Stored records
********
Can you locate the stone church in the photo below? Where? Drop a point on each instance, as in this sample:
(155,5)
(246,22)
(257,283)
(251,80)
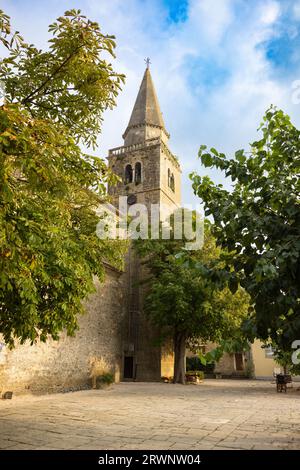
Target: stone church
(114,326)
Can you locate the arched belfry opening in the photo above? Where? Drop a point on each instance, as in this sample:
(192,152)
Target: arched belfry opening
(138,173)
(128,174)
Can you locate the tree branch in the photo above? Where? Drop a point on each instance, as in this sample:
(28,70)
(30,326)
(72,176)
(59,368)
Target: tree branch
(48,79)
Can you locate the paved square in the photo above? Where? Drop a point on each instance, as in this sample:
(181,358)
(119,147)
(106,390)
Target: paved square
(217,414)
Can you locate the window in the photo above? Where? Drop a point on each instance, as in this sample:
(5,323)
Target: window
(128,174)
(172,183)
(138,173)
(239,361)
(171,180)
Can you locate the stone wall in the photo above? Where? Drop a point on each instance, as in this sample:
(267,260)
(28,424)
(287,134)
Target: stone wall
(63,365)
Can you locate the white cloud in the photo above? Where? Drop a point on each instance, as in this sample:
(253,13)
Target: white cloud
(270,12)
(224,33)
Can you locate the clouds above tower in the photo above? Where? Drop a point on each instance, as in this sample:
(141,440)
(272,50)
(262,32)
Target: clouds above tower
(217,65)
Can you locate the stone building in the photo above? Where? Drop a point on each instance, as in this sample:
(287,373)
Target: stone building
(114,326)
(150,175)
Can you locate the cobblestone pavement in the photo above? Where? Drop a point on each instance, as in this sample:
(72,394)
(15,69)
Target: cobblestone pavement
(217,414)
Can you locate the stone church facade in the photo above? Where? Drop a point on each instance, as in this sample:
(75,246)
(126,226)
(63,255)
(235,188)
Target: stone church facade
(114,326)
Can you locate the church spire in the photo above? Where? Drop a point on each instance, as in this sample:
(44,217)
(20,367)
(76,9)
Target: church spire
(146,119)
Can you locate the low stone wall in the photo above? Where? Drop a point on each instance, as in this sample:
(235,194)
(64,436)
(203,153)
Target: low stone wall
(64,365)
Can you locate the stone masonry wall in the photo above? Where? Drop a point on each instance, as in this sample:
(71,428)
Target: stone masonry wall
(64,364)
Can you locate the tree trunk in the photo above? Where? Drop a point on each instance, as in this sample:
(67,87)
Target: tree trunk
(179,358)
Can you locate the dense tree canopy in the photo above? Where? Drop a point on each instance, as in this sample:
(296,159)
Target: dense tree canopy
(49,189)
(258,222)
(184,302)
********
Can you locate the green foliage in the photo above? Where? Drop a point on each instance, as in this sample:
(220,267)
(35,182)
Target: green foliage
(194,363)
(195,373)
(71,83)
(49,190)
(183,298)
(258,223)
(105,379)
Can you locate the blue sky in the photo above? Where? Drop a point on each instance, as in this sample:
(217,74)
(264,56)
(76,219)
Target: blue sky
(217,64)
********
• _OBJECTIVE_: Show each line of the stored records that contains the string "branch". Case counts.

• _RESULT FOR THIS EXERCISE_:
Can you locate the tree branch in the photo above? Where? Drop a point on each instance, as in this sample:
Target: tree branch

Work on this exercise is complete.